» Records for the task
——————

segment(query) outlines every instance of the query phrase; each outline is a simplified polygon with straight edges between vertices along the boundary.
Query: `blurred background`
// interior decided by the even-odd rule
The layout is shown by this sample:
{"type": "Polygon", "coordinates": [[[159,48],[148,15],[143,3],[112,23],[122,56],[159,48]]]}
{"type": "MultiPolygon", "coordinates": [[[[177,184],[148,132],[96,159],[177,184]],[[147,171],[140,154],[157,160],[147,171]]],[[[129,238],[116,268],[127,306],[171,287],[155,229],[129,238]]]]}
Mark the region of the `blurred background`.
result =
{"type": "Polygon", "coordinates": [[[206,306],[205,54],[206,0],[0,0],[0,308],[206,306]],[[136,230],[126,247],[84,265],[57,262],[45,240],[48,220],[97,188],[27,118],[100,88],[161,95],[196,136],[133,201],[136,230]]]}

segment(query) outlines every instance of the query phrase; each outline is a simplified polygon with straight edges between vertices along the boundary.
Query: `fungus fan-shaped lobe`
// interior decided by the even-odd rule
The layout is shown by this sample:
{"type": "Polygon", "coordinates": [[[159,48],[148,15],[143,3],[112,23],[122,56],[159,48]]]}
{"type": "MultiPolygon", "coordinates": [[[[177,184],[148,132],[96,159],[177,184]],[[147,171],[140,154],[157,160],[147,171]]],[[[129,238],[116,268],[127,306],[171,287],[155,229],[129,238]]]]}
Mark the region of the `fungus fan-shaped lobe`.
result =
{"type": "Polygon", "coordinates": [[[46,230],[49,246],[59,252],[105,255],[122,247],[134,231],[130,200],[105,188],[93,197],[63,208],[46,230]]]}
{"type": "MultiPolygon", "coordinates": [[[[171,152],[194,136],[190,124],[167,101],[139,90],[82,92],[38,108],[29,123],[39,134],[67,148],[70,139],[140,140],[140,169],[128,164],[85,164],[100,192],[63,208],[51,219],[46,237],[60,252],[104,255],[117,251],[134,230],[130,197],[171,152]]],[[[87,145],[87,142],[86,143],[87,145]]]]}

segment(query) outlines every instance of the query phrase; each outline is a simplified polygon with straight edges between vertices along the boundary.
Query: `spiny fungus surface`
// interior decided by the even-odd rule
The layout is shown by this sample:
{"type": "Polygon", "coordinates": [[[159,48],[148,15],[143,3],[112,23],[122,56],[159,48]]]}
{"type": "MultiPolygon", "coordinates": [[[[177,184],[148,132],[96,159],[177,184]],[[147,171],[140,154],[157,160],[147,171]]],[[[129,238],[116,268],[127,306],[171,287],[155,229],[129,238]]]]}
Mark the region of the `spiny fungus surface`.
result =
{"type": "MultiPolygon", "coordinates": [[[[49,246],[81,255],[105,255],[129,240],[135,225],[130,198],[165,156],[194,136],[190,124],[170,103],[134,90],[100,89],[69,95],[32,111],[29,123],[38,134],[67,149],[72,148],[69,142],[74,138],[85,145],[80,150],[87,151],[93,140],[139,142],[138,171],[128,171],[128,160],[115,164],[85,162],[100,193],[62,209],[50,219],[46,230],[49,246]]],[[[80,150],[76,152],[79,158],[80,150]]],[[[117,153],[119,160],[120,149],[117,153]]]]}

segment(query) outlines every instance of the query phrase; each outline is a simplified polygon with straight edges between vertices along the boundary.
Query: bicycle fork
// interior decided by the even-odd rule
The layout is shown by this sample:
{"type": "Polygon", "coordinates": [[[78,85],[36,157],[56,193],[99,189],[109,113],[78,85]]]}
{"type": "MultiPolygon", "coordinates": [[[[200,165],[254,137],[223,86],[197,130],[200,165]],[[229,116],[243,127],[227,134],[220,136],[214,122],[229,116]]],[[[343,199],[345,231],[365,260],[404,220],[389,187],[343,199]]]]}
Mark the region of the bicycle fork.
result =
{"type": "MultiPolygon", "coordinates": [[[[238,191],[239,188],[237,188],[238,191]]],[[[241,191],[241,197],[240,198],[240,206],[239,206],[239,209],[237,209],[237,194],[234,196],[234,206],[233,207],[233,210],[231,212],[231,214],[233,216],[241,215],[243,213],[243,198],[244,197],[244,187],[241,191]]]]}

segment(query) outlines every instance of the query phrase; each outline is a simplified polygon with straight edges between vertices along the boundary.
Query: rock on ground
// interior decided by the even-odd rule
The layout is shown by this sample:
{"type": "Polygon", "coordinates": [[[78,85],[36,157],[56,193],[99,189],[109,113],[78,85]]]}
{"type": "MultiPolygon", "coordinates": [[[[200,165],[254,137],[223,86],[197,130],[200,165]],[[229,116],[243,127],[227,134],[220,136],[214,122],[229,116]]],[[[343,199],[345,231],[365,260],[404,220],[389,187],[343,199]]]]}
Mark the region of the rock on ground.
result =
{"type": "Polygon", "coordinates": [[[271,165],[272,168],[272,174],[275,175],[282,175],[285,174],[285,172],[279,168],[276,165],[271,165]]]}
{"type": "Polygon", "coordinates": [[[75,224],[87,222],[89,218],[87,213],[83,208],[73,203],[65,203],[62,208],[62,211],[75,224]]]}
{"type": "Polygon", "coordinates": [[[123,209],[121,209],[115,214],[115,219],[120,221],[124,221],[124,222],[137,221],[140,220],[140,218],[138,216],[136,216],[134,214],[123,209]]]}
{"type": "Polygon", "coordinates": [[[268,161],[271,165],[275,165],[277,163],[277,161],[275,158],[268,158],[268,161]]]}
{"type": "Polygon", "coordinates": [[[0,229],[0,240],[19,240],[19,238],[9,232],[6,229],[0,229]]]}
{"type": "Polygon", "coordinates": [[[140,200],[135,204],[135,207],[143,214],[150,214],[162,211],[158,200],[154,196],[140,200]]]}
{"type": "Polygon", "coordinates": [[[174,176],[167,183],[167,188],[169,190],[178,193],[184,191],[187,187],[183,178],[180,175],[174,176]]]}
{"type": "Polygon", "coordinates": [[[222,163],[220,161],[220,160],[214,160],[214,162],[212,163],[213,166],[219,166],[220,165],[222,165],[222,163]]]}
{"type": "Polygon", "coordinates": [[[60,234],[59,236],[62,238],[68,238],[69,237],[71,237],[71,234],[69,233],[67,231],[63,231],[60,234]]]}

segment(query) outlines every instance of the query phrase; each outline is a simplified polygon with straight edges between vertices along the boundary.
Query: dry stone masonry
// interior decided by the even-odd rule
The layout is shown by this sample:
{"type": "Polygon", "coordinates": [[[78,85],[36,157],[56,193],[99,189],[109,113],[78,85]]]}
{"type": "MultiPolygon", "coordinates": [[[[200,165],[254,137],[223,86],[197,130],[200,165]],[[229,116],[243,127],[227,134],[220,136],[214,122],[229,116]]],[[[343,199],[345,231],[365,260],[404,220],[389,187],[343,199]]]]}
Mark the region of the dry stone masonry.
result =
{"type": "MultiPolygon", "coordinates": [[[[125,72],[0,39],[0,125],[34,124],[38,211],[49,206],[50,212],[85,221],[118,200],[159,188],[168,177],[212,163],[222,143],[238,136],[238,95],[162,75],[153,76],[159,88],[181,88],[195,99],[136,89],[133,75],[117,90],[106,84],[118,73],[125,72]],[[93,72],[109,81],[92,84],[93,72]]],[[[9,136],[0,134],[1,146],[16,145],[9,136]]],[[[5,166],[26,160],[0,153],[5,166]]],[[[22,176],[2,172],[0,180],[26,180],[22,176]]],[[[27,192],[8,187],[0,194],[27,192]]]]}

——————

» Exercise objective
Write every record out again, unaltered.

» Full output
segment(query) outlines every instance of the query phrase; each outline is a simplified polygon with straight edges between vertices along the boundary.
Query: `blurred background`
// interior decided by the even-odd rule
The layout is shown by this sample:
{"type": "Polygon", "coordinates": [[[159,48],[148,15],[143,3],[112,23],[122,56],[159,48]]]}
{"type": "MultiPolygon", "coordinates": [[[[177,184],[148,132],[96,159],[177,184]],[[147,171],[140,154],[157,160],[147,171]]],[[[129,238],[116,268],[127,306],[171,287],[155,229],[129,238]]]]}
Mark the region of the `blurred background`.
result =
{"type": "Polygon", "coordinates": [[[206,306],[205,54],[206,0],[0,0],[0,308],[206,306]],[[136,230],[126,247],[84,265],[57,262],[45,240],[48,220],[97,188],[27,118],[100,88],[161,95],[196,136],[133,201],[136,230]]]}

segment(query) outlines every instance of the query phrase; each outline is a simplified polygon with straight edges between vertices along the boundary.
Query: `fungus fan-shaped lobe`
// interior decided by the even-odd rule
The layout is shown by this sample:
{"type": "Polygon", "coordinates": [[[159,48],[148,15],[143,3],[112,23],[122,56],[159,48]]]}
{"type": "MultiPolygon", "coordinates": [[[[177,184],[148,132],[96,159],[177,184]],[[147,171],[140,154],[157,160],[147,171]]],[[[129,238],[116,268],[127,306],[171,287],[155,229],[129,238]]]]}
Mark the region of the `fungus fan-shaped lobe`.
result =
{"type": "Polygon", "coordinates": [[[46,230],[49,246],[59,252],[105,255],[122,247],[134,231],[130,200],[105,188],[93,197],[63,208],[46,230]]]}
{"type": "MultiPolygon", "coordinates": [[[[171,152],[194,136],[190,124],[167,101],[139,90],[82,92],[38,108],[29,123],[39,134],[67,148],[70,139],[140,140],[140,169],[128,164],[85,164],[100,192],[63,208],[51,219],[46,237],[60,252],[104,255],[117,251],[134,230],[130,197],[171,152]]],[[[87,145],[87,142],[86,143],[87,145]]]]}

segment(query) outlines every instance of the query phrase; each outline is a simplified polygon with straight edges between vertices along the boundary.
Query: `spiny fungus surface`
// interior decided by the even-odd rule
The layout is shown by this sample:
{"type": "Polygon", "coordinates": [[[159,48],[148,15],[143,3],[112,23],[122,56],[159,48]]]}
{"type": "MultiPolygon", "coordinates": [[[[177,184],[148,132],[96,159],[177,184]],[[147,171],[140,154],[157,160],[147,171]]],[[[129,238],[116,268],[127,306],[171,287],[155,229],[129,238]]]]}
Mark the region of the `spiny fungus surface`.
result =
{"type": "MultiPolygon", "coordinates": [[[[49,246],[81,255],[105,255],[129,240],[135,225],[130,198],[165,156],[194,136],[190,124],[170,103],[134,90],[100,89],[69,95],[32,111],[29,123],[38,134],[67,149],[72,148],[69,142],[74,138],[85,145],[80,150],[87,151],[93,140],[139,142],[138,171],[128,171],[128,160],[115,164],[85,162],[100,193],[62,209],[50,219],[46,230],[49,246]]],[[[80,150],[76,152],[79,158],[80,150]]],[[[117,153],[119,160],[120,149],[117,153]]]]}

segment(query) outlines every instance of the query phrase; each outline is a simplified polygon with straight edges between vertices along the boundary.
Query: bicycle fork
// interior decided by the even-odd rule
The layout is shown by this sample:
{"type": "Polygon", "coordinates": [[[78,85],[36,157],[56,193],[99,189],[109,113],[78,85]]]}
{"type": "MultiPolygon", "coordinates": [[[[200,165],[254,137],[223,86],[197,130],[200,165]],[[229,116],[243,127],[227,134],[220,136],[214,122],[229,116]]],[[[343,199],[345,231],[365,260],[404,220],[389,187],[343,199]]]]}
Mark the region of the bicycle fork.
result =
{"type": "MultiPolygon", "coordinates": [[[[238,191],[239,188],[237,188],[238,191]]],[[[241,191],[241,197],[240,198],[240,206],[239,206],[239,209],[237,209],[237,194],[234,196],[234,206],[233,207],[233,210],[231,212],[231,214],[233,216],[241,215],[243,213],[243,198],[244,197],[244,187],[241,191]]]]}

segment(query) outlines every instance of the query phrase; each outline is a simplified polygon with straight edges between vertices along the boundary.
Query: rock on ground
// interior decided by the even-odd rule
The layout is shown by this sample:
{"type": "Polygon", "coordinates": [[[78,85],[36,157],[56,193],[99,189],[109,113],[78,85]]]}
{"type": "MultiPolygon", "coordinates": [[[[200,165],[254,137],[223,86],[197,130],[200,165]],[[229,116],[243,127],[227,134],[220,136],[214,122],[229,116]]],[[[343,199],[345,231],[365,260],[404,220],[389,187],[343,199]]]]}
Mark the region of the rock on ground.
result =
{"type": "Polygon", "coordinates": [[[271,165],[272,168],[272,174],[275,175],[282,175],[285,174],[285,172],[279,168],[276,165],[271,165]]]}
{"type": "Polygon", "coordinates": [[[75,224],[87,222],[89,218],[87,213],[83,208],[73,203],[65,203],[62,208],[62,211],[75,224]]]}
{"type": "Polygon", "coordinates": [[[123,209],[121,209],[115,214],[115,219],[120,221],[124,221],[124,222],[137,221],[140,220],[140,218],[138,216],[136,216],[134,214],[123,209]]]}
{"type": "Polygon", "coordinates": [[[268,161],[271,165],[275,165],[277,163],[277,161],[275,158],[268,158],[268,161]]]}
{"type": "Polygon", "coordinates": [[[0,229],[0,240],[19,240],[19,238],[9,232],[6,229],[0,229]]]}
{"type": "Polygon", "coordinates": [[[140,200],[135,204],[135,207],[143,214],[150,214],[162,211],[158,200],[154,196],[140,200]]]}
{"type": "Polygon", "coordinates": [[[174,176],[167,183],[167,188],[169,190],[178,193],[184,191],[187,187],[183,178],[180,175],[174,176]]]}
{"type": "Polygon", "coordinates": [[[222,163],[220,161],[220,160],[214,160],[214,162],[212,163],[213,166],[219,166],[220,165],[222,165],[222,163]]]}
{"type": "Polygon", "coordinates": [[[60,234],[59,236],[62,238],[68,238],[69,237],[71,237],[71,234],[69,233],[67,231],[63,231],[60,234]]]}

segment(query) outlines every instance of the query phrase; each outline is a simplified polygon with straight edges between vertices along the boundary.
Query: dry stone masonry
// interior decided by the even-odd rule
The layout is shown by this sample:
{"type": "Polygon", "coordinates": [[[78,85],[36,157],[56,193],[99,189],[109,113],[78,85]]]}
{"type": "MultiPolygon", "coordinates": [[[[200,165],[254,137],[223,86],[197,130],[200,165]],[[229,116],[243,127],[227,134],[220,136],[214,122],[229,116]]],[[[343,199],[345,231],[365,260],[404,220],[389,187],[343,199]]]]}
Mark the region of the dry stone masonry.
result =
{"type": "MultiPolygon", "coordinates": [[[[125,72],[0,39],[0,125],[34,124],[38,211],[49,206],[50,212],[85,221],[118,200],[159,188],[168,177],[212,163],[222,143],[238,136],[238,95],[162,75],[153,76],[159,88],[181,88],[195,99],[136,89],[133,75],[117,90],[106,84],[118,73],[125,72]],[[93,72],[109,81],[92,84],[93,72]]],[[[9,136],[0,134],[1,146],[16,145],[9,136]]],[[[5,166],[26,160],[0,153],[5,166]]],[[[22,176],[2,172],[0,180],[26,180],[22,176]]],[[[27,192],[8,187],[0,194],[27,192]]]]}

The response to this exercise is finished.